Content starts

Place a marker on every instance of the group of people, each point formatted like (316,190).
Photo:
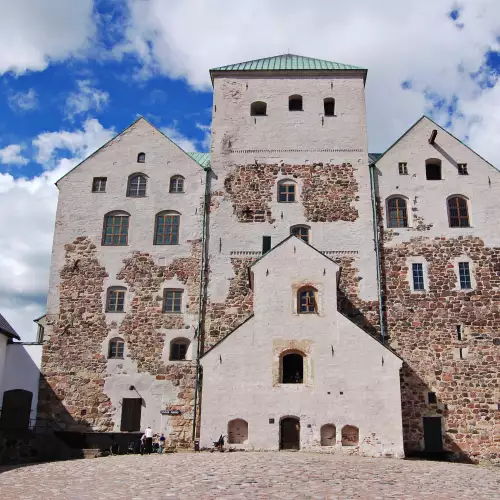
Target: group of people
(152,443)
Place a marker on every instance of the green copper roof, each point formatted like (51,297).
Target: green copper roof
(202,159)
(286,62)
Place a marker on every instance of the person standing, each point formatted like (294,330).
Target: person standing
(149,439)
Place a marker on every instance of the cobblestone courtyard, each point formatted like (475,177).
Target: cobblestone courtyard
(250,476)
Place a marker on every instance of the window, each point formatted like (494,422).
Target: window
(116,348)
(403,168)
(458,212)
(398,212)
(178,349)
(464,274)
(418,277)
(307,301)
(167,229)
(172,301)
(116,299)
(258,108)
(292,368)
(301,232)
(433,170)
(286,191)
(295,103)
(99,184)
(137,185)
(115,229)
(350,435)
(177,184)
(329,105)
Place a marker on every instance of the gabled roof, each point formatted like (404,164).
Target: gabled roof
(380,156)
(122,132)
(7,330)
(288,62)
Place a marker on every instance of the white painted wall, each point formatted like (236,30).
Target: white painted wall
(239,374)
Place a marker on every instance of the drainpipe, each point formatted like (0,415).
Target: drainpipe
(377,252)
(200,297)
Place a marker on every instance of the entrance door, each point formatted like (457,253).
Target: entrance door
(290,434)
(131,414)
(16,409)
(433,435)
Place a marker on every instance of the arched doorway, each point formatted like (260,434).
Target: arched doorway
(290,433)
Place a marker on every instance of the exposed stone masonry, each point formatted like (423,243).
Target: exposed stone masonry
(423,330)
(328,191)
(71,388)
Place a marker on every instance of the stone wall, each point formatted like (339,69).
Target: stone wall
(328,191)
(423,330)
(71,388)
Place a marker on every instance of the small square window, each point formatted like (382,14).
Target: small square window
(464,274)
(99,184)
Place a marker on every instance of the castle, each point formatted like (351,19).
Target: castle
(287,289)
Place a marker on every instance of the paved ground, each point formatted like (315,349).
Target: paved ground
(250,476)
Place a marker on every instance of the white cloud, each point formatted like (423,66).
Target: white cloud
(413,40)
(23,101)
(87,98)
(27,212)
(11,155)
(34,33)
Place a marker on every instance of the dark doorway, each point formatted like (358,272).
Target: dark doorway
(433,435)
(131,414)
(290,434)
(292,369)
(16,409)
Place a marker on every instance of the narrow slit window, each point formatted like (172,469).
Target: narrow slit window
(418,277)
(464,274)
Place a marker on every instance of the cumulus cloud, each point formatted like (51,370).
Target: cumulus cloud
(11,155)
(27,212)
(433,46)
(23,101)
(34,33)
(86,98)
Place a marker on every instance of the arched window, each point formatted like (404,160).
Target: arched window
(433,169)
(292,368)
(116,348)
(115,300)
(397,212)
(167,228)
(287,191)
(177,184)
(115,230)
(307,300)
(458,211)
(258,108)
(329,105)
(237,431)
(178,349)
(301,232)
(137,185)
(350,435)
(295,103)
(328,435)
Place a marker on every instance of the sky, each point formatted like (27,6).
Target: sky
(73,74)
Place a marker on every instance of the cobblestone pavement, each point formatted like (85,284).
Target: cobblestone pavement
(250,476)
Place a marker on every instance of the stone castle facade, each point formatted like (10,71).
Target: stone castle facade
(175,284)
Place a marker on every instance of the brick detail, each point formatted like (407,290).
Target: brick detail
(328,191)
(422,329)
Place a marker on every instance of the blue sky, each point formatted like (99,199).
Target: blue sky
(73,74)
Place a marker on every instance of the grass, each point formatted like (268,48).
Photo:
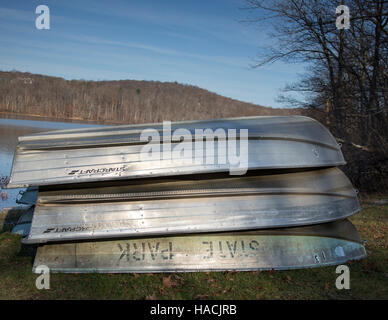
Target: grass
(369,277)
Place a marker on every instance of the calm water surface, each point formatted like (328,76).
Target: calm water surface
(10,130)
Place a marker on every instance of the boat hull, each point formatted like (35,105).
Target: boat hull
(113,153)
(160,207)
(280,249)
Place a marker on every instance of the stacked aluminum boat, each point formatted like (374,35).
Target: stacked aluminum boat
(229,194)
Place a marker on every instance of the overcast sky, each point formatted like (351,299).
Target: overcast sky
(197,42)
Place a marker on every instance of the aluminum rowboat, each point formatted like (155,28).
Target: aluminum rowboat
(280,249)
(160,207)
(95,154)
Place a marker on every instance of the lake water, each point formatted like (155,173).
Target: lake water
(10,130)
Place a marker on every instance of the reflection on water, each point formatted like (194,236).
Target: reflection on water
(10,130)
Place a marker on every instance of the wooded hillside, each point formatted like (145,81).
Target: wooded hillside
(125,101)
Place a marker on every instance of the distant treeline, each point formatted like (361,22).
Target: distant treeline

Content ends

Everything starting at the line containing "Place a marker on every instance of the overcast" and ending at the line containing "Place a marker on every instance of the reflection" in the records above should be repeated exactly, and only that.

[ANSWER TO THE PROBLEM]
Place a marker on every instance of the overcast sky, each point formatted like (351,299).
Target: overcast sky
(197,42)
Place a marker on every instance of the aluminum rowboat, each point formatted like (155,28).
Target: aluminum rowboat
(280,249)
(160,207)
(95,154)
Place a marker on every instance of the lake water, each point formatted like (155,173).
Target: lake water
(10,130)
Place a marker on every instance of the reflection on water, each point formatted like (194,236).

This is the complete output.